#### [Page extract]
__________

For example: "In another few years," you say, "that green line will be 4-5 GW higher," and "the green line will be bouncing along near zero." Why not now? The green line flattens out at 8 AM not because there isn't enough solar to shut California gas plants down (there's more than enough), but because there are $millions to be made curtailing solar so natural gas can be billed to electricity customers.

I'd challenge you to show me one minute, in the last year, where renewables have shut California gas plants down - but I know you can't, and there's a reason. Not because there isn't enough renewables generation, but because promoting renewables has nothing to do with clean energy. It's. All. About. Selling. More. Gas.

Joe Deely's picture
Joe Deely on Aug 16, 2021

For example: "In another few years," you say, "that green line will be 4-5 GW higher," and "the green line will be bouncing along near zero." Why not now? The green line flattens out at 8 AM not because there isn't enough solar to shut California gas plants down (there's more than enough), but because there are $millions to be made curtailing solar so natural gas can be billed to electricity customers.

The conspiracy theories are getting wackier...

California currently has 13.3 Gw of utility- scale solar.   Can you explain how that is enough solar to shutdown NG totally?

__________

#### [Material provided]
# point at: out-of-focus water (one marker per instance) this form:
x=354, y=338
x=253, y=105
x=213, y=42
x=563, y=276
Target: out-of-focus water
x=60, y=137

__________

#### [Problems]
A. In the comment thread on California solar and gas, how much utility-scale solar does California currently have?
B. Rewrite the records, switching "out-of-focus water" to "blurred water" everywhere and leaving everything else unchanged.
The text and the records come from unrelated sources.

#### [Final results]
A. California currently has 13.3 GW of utility-scale solar.

B.
# point at: blurred water (one marker per instance) this form:
x=354, y=338
x=253, y=105
x=213, y=42
x=563, y=276
Target: blurred water
x=60, y=137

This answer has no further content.